◆ Entries shown ◆
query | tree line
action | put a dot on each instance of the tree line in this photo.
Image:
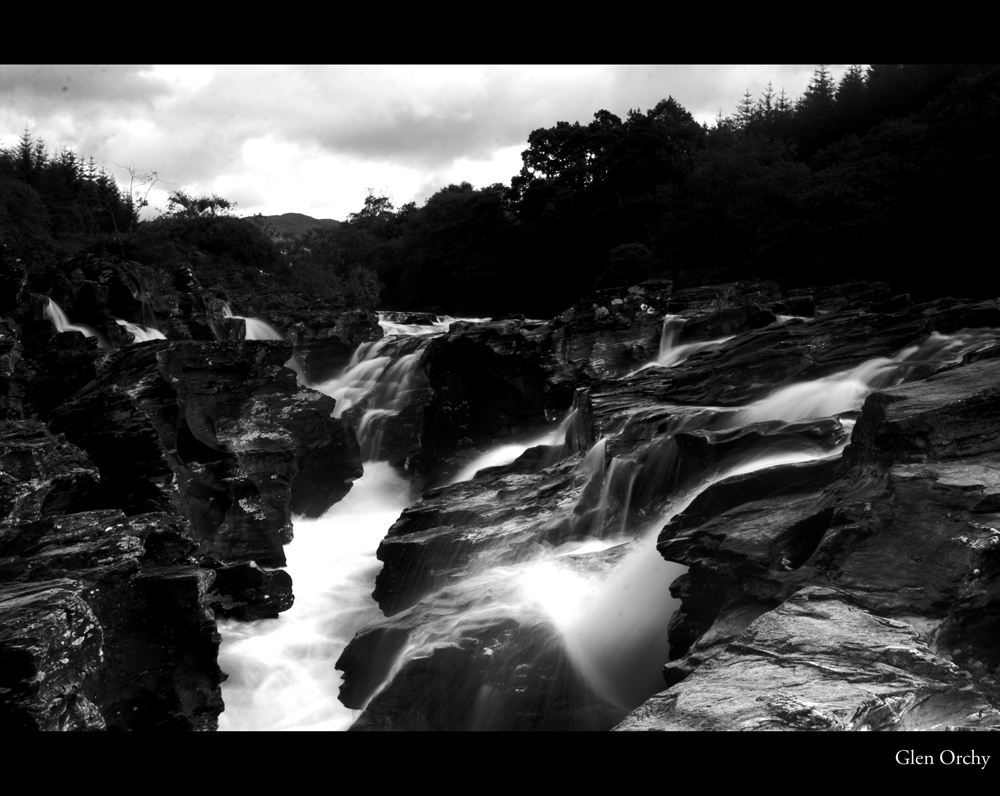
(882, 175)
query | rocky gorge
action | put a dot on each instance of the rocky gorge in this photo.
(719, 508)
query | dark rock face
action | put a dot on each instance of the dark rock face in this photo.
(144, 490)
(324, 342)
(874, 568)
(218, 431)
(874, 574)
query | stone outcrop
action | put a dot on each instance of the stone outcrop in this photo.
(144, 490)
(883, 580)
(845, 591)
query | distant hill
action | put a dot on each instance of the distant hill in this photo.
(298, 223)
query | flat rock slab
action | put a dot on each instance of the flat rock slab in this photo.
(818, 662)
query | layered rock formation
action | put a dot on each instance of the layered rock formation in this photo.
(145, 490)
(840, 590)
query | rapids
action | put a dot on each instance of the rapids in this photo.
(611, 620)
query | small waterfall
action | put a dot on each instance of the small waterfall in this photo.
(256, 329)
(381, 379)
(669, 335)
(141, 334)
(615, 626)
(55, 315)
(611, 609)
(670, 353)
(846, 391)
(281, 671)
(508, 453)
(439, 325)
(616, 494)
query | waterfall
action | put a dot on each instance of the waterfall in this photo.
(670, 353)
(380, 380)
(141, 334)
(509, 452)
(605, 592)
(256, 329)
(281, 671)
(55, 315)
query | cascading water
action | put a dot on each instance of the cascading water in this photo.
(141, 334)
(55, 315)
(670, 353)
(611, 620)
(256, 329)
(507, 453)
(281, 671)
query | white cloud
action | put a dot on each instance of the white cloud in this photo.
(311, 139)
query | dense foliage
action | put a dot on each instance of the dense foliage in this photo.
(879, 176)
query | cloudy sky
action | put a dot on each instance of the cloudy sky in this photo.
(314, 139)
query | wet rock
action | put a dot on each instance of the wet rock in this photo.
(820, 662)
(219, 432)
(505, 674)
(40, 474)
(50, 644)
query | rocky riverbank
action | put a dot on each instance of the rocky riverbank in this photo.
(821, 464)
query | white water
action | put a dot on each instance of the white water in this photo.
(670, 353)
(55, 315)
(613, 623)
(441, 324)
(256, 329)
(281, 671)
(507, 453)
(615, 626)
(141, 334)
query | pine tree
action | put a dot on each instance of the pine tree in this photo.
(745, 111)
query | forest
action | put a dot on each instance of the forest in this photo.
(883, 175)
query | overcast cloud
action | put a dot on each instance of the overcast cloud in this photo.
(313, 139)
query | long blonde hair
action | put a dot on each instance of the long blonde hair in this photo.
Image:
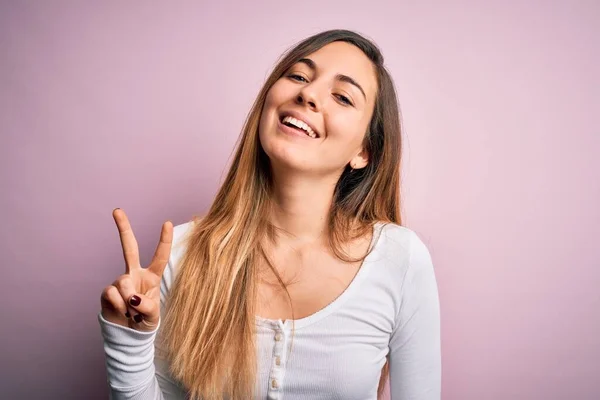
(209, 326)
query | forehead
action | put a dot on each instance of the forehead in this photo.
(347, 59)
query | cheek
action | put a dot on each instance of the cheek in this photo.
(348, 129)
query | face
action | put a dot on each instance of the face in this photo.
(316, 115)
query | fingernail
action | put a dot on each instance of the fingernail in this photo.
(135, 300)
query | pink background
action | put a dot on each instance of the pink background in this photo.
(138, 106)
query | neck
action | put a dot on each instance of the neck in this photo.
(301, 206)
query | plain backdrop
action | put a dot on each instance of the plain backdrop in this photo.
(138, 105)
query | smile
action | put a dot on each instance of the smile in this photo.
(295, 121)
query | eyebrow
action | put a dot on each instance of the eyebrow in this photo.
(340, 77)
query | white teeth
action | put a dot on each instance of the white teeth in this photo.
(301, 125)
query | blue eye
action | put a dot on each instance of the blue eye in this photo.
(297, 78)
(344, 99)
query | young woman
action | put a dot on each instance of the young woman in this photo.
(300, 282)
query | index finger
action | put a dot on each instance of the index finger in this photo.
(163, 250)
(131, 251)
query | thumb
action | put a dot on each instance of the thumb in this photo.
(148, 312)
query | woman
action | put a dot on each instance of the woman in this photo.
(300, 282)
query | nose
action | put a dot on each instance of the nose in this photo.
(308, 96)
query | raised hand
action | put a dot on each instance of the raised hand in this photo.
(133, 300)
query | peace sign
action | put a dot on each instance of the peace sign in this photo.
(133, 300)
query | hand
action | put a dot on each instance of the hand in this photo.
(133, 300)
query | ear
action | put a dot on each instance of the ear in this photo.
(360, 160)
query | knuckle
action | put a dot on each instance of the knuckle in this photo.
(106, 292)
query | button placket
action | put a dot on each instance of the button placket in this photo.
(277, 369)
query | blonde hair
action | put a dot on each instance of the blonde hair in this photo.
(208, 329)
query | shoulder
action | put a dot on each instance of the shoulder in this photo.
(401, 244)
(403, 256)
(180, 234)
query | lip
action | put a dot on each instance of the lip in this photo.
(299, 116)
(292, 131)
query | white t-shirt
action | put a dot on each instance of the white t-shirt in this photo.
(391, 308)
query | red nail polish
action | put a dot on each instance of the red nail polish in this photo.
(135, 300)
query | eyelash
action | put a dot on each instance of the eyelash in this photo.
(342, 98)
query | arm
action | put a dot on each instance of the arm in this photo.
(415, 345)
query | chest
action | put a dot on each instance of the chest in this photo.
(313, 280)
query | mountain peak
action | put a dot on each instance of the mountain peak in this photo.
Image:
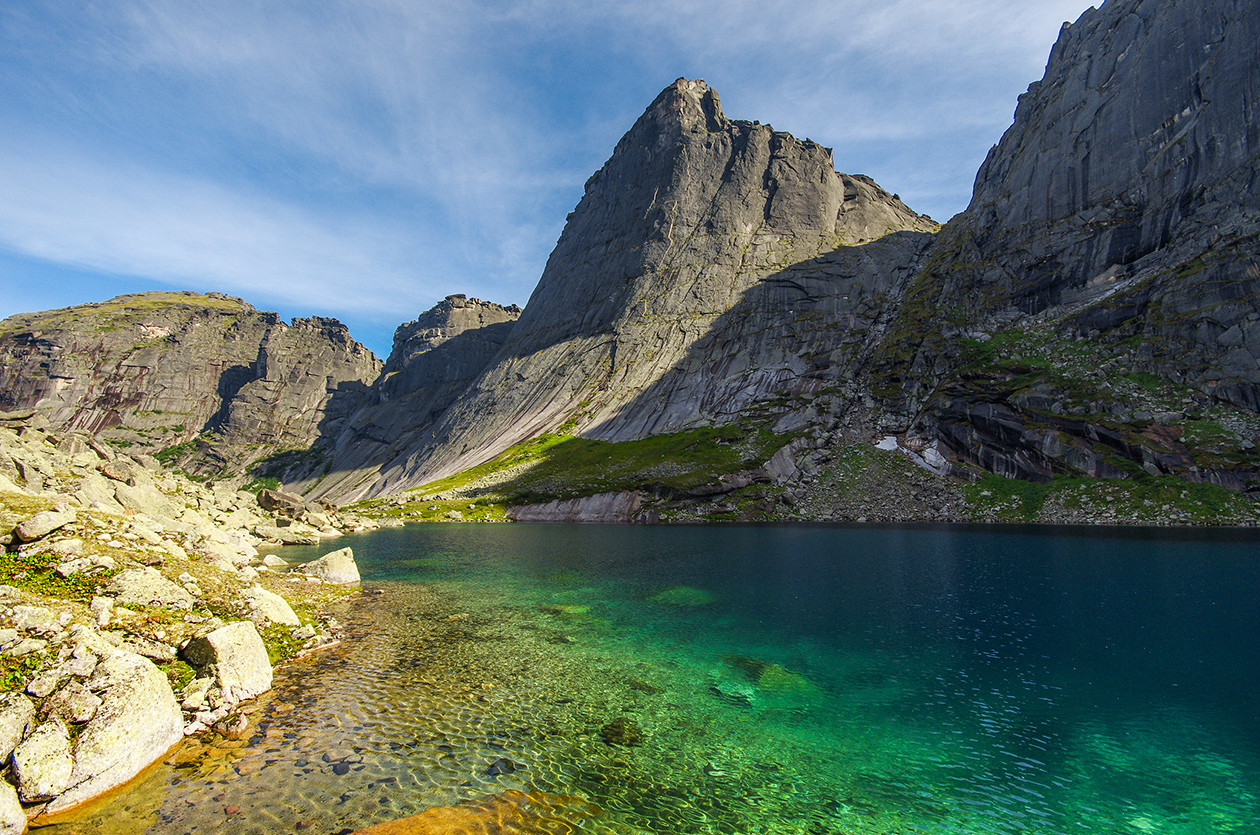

◆ Prompt ◆
Take each line above that contains "peak" and copy it out.

◆ Exercise answer ◆
query | mountain peak
action | put a dot on each instance of the mountain peak in this photo.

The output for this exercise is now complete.